**Extract to read:**
============================================================

Advanced Computing in the Age of AI | Thursday, March 28, 2024

Georgia Tech Brings Big Data to Materials Design 

As part of the effort to reduce the time to bring advanced materials to market, Georgia Institute of Technology has been awarded $2.8 million from the National Science Foundation to train new data scientists for the job.

The five-year program will give funding to 24 doctoral trainees while paving the way for students in the years ahead. Although the program’s emphasis lies on doctoral students, the program is meant to fortify the pipeline for workforce development, particularly where women and minority students are concerned.

Through the program, Georgia Tech will work with the federal Materials Genome Initiative to reduce the 15-20 years currently required for the design and manufacture of high performance materials for fuel efficient vehicles and 3D printing.

“The goal of this program is to employ advanced is ‘big data’ and information technology to significantly reduce the timelines now required for new materials to be created and incorporated into commercial products,” said Professor Richard Fujimoto, engineering chair of Georgia Tech’s School of Computational Science and principal investigator for the grant.

============================================================

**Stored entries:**

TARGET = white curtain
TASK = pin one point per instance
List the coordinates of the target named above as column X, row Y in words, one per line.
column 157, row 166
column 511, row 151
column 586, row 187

============================================================

**Brief:** Retype the whole Georgia Tech article word for word. The listing is separate material with no connection to the article.

**Exercise result:**
Advanced Computing in the Age of AI | Thursday, March 28, 2024

Georgia Tech Brings Big Data to Materials Design 

As part of the effort to reduce the time to bring advanced materials to market, Georgia Institute of Technology has been awarded $2.8 million from the National Science Foundation to train new data scientists for the job.

The five-year program will give funding to 24 doctoral trainees while paving the way for students in the years ahead. Although the program’s emphasis lies on doctoral students, the program is meant to fortify the pipeline for workforce development, particularly where women and minority students are concerned.

Through the program, Georgia Tech will work with the federal Materials Genome Initiative to reduce the 15-20 years currently required for the design and manufacture of high performance materials for fuel efficient vehicles and 3D printing.

“The goal of this program is to employ advanced is ‘big data’ and information technology to significantly reduce the timelines now required for new materials to be created and incorporated into commercial products,” said Professor Richard Fujimoto, engineering chair of Georgia Tech’s School of Computational Science and principal investigator for the grant.